::: PASSAGE SHOWN :::

George VI died February 6th 1952
The coronation took place June 2nd 1953

When they finally got around to re-issuing the KR&O's as the QR&O's I don't know off hand. Safe to guess there was a delay however.


----------



## XHighlander (31 Jan 2005)

thank you for the information;

i just received my grandfather's service records from the archives and he was fined twice under this section in 1953 & 1954 when he was with the strathcona's


----------



## pbi (31 Jan 2005)

bob the piper said:
			
		

> Wouldn't they have been the QR&O's in 1954? As far as I remember, she was crowned in 1952. No?



_Doh!_ Right you are. I stand corrected! But, the part aboutr content stands.

Cheers


----------



## Fishbone Jones (31 Jan 2005)

::: DATA :::

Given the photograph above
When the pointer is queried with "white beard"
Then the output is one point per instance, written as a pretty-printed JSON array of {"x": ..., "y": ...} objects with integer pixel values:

:::

AIM 1:
Return the forum thread about the KR&O's and QR&O's from "bob the piper" to "aboutr content stands.", copying it word for word.
AIM 2:
Resume the forum thread about the KR&O's and QR&O's from the point where it stops.

TASK ANSWER 1:
bob the piper said:
			
		

> Wouldn't they have been the QR&O's in 1954? As far as I remember, she was crowned in 1952. No?



_Doh!_ Right you are. I stand corrected! But, the part aboutr content stands.

TASK ANSWER 2:
Can't say to 1954, but I can attest that in '68, a section 118, was "conduct predjudice......


----------



## Love793 (1 Feb 2005)

recceguy said:
			
		

> Can't say to 1954, but I can attest that in '68, a section 118, was "conduct predjudice......



On a similiar note, I can attest that in 2004/5, a section 129 is "conduct/negligience prejudice..." ;D


----------



## George Wallace (1 Feb 2005)

I remember 119 as being the ole "Catch All" and then ten years ago it got a promotion to 129.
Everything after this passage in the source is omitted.